#### Directive
Could you write out the forum thread about Otis word for word, starting with "Otis, Toby and" and going on through "a lovely picture!"?

#### Article
start
I comfort myself knowing this sweet guy had 3 years of constant love & attention. Supervised outings in the backyard with Toby or to hang out in the China Berry tree.! Home cooked meals of chicken or any food that met his fancy. A best friend to fill his days and a comfy bed to lounge on at night with my sister. 

Otis run free, I will see you soon on the other side. I miss you so deeply. Thank you for all the joy, laughter, comfort, & love you brought into our lives. 










Otis as Office Help










A month before Otis suddenly passed my sister had to put down her 21 year old Cornish rex cat ~bat baby. I gave my sister this book to read. Otis had come on the bed to say good-bye to bat baby after she passed at home. (Our vet came to the house) Otis fell asleep on the book! We had no idea just a few weeks later he would pass to.










Otis, Toby and Sally enjoy the afternoon with some birdwatching in my sister’s studio. Sally, the tuxedo, was a foster kitty was so shy around people, but she can hold her own with these two big guys. Notice she is in the basket and wide eyed Otis is not!


----------



## marie73 (Jul 12, 2006)

*Otis as Office Help *is such a lovely picture! 

But wide-eyed Otis in the last picture made me laugh. I hope his memories continue to bring you joy and make you smile, too, Merry. 

Your family gave Otis a wonderful life and you can see how happy he was. atback


----------



## Mitts & Tess (Sep 4, 2004)

Thank you for the kind words Marie. Tears....


----------



## melysion (Mar 12, 2007)

Sorry for your loss Merry. 

Otis was a handsome boy.


----------



## Fran (Jan 9, 2008)

I am sorry for your loss! The story of Otis and Toby's friendship is especially touching...Thank you for sharing his memory, it brought a smile to my heart...

Fran


----------



## katlover13 (Apr 15, 2008)

Otis looks like such a big huggy-bear of a cat. I'm so sorry you and your sister lost him so young. It's never easy but to me it always seems to hurt more when they are young. It sounds like he had a wonderful life after he found you.


----------
end
#### Data
start
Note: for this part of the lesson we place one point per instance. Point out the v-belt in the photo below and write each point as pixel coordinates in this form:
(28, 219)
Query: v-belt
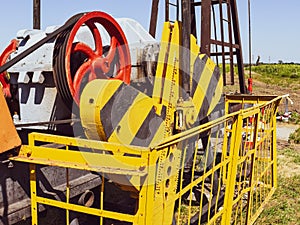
(37, 45)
end
#### Solution to the exercise
Otis, Toby and Sally enjoy the afternoon with some birdwatching in my sister’s studio. Sally, the tuxedo, was a foster kitty was so shy around people, but she can hold her own with these two big guys. Notice she is in the basket and wide eyed Otis is not!


----------



## marie73 (Jul 12, 2006)

*Otis as Office Help *is such a lovely picture!